* **Source excerpt**
-- start --

Before running this application it is important to ensure that the compute runtime environment supports it. Since the application is written in Java it can run on any Platform so long as the Java JRE is installed. As previously noted this project is compatible with Java 8 but should compile and work on higher java versions (8+). With that said, it is recommended that some testing is done to ensure that everything will work as expected. To install Java 8 openjdk on Amazon Linux 2 issue the following command:

# sudo yum install java-1.8.0-openjdk

Take note that this command will require access to the internet to work as it has to pull from yum repositories. Issuing this command from an EC2 instance in a private subnet will not work as there will be no route to the public internet. This will require a NAT Gateway to get out to an internet gateway that can route requests to the public internet. Thus, if this solution is to be executed in a private subnet it is recommended that a NAT Gateway is temporarily set up to ensure that the java jdk can be installed.

Project Configuration File

The application takes a json configuration file as input at runtime via a Java System Property. The following configuration options are currently supported.

Key: type 
Description: The "type" configuration parameter is set to specify whether the application will run the producer or the consumer 
Examples: "type":"producer", "type":"consumer"

Key: authType 
Description: The "authType" configuration parameter is set to specify whether the application will use AWS IAM Keys based access (~/.aws/credentials) or AWS IAM Role based access. For running the project on EC2 or EKS it is recommended that IAM Role Based access be used for increased security.
Examples: "authType":"iam-keys", "authType":"iam-role"

-- end --

* **Excerpted records**

-- start --

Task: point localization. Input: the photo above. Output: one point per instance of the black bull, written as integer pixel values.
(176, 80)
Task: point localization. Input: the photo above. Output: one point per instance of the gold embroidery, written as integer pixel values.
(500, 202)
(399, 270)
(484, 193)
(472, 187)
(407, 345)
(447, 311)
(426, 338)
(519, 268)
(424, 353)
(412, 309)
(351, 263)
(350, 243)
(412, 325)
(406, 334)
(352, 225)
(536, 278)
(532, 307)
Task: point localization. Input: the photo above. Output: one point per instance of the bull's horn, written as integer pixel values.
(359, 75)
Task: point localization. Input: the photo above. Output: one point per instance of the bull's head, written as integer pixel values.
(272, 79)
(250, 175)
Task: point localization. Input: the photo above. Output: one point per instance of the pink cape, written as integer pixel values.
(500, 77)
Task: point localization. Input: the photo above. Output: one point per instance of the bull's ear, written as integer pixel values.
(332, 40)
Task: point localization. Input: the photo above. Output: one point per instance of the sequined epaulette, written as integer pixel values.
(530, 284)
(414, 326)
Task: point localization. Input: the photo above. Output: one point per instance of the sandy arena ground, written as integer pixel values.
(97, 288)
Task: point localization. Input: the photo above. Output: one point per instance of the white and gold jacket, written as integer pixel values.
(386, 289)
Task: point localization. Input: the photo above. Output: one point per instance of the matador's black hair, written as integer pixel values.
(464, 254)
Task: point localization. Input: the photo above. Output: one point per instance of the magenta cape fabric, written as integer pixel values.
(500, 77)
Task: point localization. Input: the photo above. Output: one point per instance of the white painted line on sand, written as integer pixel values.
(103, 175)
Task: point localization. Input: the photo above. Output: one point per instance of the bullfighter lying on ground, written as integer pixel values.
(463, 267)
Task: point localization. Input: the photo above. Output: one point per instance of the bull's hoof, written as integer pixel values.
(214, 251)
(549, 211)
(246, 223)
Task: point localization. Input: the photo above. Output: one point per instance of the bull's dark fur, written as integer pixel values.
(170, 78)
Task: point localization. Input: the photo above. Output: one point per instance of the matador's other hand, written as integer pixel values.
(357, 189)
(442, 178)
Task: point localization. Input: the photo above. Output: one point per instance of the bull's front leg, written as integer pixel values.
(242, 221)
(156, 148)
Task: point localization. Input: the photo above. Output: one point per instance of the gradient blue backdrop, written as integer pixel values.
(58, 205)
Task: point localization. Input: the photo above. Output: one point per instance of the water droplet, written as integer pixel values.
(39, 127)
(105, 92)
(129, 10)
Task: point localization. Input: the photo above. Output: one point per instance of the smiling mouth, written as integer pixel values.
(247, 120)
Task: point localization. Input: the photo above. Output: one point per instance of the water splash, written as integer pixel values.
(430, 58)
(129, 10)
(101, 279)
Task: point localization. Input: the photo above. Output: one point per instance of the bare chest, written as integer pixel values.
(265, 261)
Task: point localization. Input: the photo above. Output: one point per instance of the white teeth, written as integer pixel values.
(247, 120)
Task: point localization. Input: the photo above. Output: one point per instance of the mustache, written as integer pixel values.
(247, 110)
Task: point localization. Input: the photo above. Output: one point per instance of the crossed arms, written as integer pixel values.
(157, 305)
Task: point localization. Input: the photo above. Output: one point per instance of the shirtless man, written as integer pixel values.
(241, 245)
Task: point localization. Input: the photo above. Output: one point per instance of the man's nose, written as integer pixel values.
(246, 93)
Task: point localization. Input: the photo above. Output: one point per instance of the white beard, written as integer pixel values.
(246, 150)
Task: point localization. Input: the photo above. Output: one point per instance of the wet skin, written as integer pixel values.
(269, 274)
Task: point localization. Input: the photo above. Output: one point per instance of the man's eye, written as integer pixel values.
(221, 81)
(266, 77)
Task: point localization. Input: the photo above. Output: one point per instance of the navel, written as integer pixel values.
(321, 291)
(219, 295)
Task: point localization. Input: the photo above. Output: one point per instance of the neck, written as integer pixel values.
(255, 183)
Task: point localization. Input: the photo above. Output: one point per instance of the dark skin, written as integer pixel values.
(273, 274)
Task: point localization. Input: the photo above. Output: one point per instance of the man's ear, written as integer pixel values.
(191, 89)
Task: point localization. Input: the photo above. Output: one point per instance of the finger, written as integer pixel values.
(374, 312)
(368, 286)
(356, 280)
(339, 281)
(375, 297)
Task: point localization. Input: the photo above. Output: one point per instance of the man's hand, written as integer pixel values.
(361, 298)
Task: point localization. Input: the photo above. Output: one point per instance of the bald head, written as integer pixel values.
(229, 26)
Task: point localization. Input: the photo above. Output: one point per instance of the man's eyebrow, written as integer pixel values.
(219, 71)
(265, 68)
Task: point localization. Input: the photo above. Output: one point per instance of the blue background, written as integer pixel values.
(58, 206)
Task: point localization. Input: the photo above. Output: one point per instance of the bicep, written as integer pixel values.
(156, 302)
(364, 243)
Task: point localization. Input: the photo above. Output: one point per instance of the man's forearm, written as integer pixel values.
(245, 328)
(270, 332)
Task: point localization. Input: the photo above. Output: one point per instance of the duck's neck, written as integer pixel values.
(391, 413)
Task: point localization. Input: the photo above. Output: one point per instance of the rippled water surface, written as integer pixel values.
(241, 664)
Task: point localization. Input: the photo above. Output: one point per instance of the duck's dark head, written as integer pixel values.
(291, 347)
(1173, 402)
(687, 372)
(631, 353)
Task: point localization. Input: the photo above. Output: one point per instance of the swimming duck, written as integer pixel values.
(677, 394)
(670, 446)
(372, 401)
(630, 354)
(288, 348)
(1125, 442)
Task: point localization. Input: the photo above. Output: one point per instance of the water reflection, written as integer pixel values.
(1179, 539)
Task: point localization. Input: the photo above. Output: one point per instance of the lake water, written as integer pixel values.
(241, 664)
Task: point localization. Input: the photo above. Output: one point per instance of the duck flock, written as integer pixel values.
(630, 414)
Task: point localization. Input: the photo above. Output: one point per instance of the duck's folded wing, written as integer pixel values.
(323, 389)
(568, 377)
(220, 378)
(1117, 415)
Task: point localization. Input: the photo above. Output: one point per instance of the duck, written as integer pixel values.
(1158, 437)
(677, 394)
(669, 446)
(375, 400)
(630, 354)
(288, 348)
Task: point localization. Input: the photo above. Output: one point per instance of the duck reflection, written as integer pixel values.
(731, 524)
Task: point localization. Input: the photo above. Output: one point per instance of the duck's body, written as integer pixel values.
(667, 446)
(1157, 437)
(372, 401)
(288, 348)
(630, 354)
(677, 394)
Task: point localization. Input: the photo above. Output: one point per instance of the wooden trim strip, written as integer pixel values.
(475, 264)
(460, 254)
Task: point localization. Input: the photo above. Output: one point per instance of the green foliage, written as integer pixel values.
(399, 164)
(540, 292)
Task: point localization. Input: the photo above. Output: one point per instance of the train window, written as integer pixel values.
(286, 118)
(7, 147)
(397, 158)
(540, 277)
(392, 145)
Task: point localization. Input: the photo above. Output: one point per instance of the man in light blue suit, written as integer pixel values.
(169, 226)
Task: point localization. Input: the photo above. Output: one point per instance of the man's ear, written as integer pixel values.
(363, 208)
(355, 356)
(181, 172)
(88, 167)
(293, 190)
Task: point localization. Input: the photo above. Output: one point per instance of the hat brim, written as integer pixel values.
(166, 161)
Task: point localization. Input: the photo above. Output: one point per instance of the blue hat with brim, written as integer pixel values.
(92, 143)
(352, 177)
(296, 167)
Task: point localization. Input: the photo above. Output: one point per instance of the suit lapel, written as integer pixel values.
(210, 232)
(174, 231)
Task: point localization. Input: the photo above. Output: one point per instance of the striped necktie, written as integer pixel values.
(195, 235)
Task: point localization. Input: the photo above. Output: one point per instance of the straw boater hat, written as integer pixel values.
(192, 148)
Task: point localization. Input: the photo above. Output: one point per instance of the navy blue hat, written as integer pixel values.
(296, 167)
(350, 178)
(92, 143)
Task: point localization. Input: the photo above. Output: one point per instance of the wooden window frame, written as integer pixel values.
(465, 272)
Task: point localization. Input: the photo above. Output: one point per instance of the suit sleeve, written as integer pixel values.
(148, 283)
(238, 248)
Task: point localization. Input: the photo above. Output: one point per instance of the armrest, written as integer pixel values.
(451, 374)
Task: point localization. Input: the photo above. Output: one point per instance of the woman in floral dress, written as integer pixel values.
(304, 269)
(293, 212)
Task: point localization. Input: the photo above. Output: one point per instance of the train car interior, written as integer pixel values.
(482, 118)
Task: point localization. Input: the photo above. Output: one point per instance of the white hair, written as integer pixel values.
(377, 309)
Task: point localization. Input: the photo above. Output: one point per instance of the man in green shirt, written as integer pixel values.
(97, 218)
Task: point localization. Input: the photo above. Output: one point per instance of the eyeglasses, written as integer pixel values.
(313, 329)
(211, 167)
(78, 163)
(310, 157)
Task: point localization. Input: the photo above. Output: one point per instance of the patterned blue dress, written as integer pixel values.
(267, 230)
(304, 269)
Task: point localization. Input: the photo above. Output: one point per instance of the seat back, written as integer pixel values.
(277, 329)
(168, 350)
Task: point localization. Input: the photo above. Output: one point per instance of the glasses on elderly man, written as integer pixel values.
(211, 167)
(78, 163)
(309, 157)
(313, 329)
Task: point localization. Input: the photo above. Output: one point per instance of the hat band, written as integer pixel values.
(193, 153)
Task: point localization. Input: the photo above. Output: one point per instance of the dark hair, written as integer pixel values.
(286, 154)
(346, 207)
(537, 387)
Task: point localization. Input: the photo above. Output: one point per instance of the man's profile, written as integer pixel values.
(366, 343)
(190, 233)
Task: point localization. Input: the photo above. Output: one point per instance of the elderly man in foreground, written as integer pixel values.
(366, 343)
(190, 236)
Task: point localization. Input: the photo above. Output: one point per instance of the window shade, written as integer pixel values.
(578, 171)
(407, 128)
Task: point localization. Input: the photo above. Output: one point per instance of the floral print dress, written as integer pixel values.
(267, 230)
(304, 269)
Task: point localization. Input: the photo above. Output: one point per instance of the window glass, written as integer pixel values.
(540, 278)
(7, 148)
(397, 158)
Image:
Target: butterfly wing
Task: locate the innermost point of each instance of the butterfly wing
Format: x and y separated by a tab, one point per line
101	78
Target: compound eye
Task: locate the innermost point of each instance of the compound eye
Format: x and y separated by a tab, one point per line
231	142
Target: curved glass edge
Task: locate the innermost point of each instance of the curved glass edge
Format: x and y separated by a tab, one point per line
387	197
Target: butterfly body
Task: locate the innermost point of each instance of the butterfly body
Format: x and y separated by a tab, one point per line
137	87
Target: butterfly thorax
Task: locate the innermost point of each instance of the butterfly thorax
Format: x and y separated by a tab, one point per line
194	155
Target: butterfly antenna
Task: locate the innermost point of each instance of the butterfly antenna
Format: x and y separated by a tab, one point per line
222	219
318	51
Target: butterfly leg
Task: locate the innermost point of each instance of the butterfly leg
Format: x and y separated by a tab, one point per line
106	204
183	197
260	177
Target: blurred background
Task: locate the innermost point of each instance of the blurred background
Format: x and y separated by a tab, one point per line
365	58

-- end --

* **Stated task**
In the Java setup text, what does it recommend setting up temporarily so the Java JDK can be installed on an EC2 instance in a private subnet?

* **Result of the exercise**
A NAT Gateway.